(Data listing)

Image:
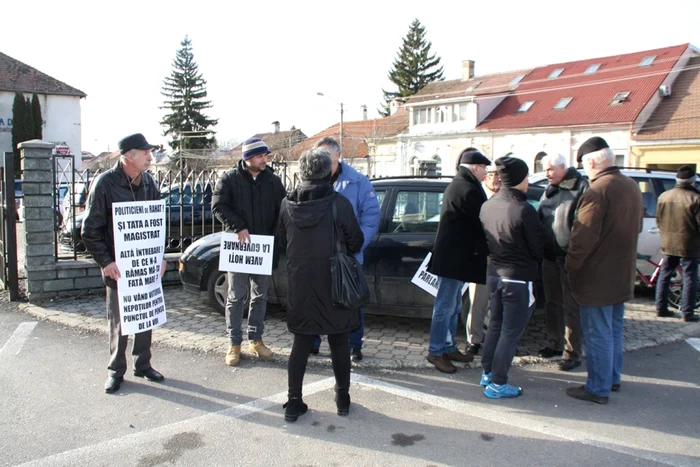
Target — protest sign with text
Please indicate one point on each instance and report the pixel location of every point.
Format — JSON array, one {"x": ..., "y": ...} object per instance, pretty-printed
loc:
[
  {"x": 139, "y": 246},
  {"x": 250, "y": 258},
  {"x": 427, "y": 281}
]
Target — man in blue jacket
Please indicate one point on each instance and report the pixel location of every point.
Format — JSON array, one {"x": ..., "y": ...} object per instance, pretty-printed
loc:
[{"x": 357, "y": 188}]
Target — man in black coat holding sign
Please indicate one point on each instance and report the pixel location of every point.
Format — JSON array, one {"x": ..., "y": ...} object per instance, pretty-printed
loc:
[
  {"x": 247, "y": 201},
  {"x": 127, "y": 181},
  {"x": 459, "y": 256}
]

- [GOAL]
Transcribe every line of the data listing word for word, but leave the pictures out of your answer.

- [COMPLETED EXERCISE]
Image:
Target — protest sign with text
Please indicate one point on each instance and report the pixel location of every point.
Format — JSON array, one {"x": ..., "y": ...} object per instance, pretty-printed
loc:
[
  {"x": 139, "y": 246},
  {"x": 250, "y": 258},
  {"x": 427, "y": 281}
]
Target — man in blue jacket
Please indicate one point on each instance and report the pixel location of every point.
Format — JSON array, one {"x": ..., "y": ...} object per instance, pretty-printed
loc:
[{"x": 357, "y": 188}]
Target — man in black coat holding sign
Please indicate one point on each instance and report the pixel location of every point.
Format — JSON array, one {"x": ..., "y": ...} object per instance, pretty-printed
loc:
[
  {"x": 247, "y": 201},
  {"x": 127, "y": 181},
  {"x": 459, "y": 256}
]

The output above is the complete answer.